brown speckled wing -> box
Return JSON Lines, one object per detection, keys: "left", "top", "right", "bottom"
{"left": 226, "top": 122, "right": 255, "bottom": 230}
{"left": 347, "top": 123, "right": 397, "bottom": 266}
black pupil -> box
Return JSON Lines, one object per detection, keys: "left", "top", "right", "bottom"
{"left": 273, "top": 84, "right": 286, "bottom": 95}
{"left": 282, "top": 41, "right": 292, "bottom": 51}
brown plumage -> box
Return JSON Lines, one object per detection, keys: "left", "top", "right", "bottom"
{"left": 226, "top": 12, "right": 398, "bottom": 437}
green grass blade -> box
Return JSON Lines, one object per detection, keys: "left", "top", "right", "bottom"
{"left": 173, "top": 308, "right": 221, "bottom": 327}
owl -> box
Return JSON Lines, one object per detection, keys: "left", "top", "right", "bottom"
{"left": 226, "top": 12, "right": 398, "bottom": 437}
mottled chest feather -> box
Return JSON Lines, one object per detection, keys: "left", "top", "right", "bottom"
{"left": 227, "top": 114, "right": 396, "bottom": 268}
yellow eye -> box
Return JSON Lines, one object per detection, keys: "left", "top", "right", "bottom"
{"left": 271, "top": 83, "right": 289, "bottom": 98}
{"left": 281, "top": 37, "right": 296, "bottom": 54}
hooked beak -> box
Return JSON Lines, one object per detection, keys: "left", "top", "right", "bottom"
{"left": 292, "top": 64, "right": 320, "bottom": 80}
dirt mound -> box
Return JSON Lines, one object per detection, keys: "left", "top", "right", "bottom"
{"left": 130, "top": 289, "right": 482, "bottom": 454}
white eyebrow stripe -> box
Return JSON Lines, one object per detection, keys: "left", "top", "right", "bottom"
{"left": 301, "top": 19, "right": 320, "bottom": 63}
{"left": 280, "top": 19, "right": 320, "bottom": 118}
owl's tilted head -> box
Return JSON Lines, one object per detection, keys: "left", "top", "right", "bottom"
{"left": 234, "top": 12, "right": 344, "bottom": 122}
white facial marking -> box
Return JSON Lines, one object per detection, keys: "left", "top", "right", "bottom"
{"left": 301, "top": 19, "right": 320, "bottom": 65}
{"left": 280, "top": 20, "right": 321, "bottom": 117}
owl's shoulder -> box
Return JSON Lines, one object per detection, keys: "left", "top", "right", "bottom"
************
## Instructions for the task
An exact copy of every line above is what this asks for.

## Exercise response
brown speckled wing -> box
Return JSON Lines, one object per detection, keys: "left", "top", "right", "bottom"
{"left": 226, "top": 122, "right": 255, "bottom": 230}
{"left": 347, "top": 123, "right": 397, "bottom": 266}
black pupil -> box
Return JSON Lines, one object per detection, keys: "left", "top", "right", "bottom"
{"left": 273, "top": 84, "right": 286, "bottom": 95}
{"left": 282, "top": 41, "right": 292, "bottom": 51}
brown plumage -> box
Return JSON Lines, one object per detection, keys: "left", "top", "right", "bottom"
{"left": 226, "top": 12, "right": 398, "bottom": 437}
green grass blade -> box
Return JSON Lines, one object per detection, keys: "left", "top", "right", "bottom"
{"left": 173, "top": 308, "right": 221, "bottom": 327}
owl -> box
Return JSON Lines, one object per detection, keys: "left", "top", "right", "bottom"
{"left": 226, "top": 12, "right": 398, "bottom": 437}
mottled chest feather -> box
Return JSON Lines, one object per detection, keys: "left", "top", "right", "bottom"
{"left": 227, "top": 114, "right": 396, "bottom": 268}
yellow eye -> box
Return JSON Lines, one object per detection, keys: "left", "top", "right", "bottom"
{"left": 271, "top": 83, "right": 289, "bottom": 98}
{"left": 281, "top": 37, "right": 296, "bottom": 54}
hooked beak -> box
Return JSON Lines, one object per detection, keys: "left", "top", "right", "bottom"
{"left": 292, "top": 64, "right": 320, "bottom": 80}
dirt mound -> box
Return JSON Lines, one object per detection, keys: "left", "top", "right", "bottom"
{"left": 130, "top": 289, "right": 482, "bottom": 454}
white eyebrow stripe -> box
Return JSON Lines, one object per detection, keys: "left", "top", "right", "bottom"
{"left": 301, "top": 19, "right": 320, "bottom": 63}
{"left": 280, "top": 19, "right": 320, "bottom": 118}
owl's tilted head -> box
Return JSON Lines, one object per detection, keys: "left", "top", "right", "bottom"
{"left": 234, "top": 12, "right": 344, "bottom": 122}
white facial marking -> box
Return JSON Lines, one object per detection, keys: "left", "top", "right", "bottom"
{"left": 301, "top": 19, "right": 320, "bottom": 65}
{"left": 280, "top": 20, "right": 321, "bottom": 117}
owl's shoulder -> box
Return JSON Lines, one object per detection, keys: "left", "top", "right", "bottom"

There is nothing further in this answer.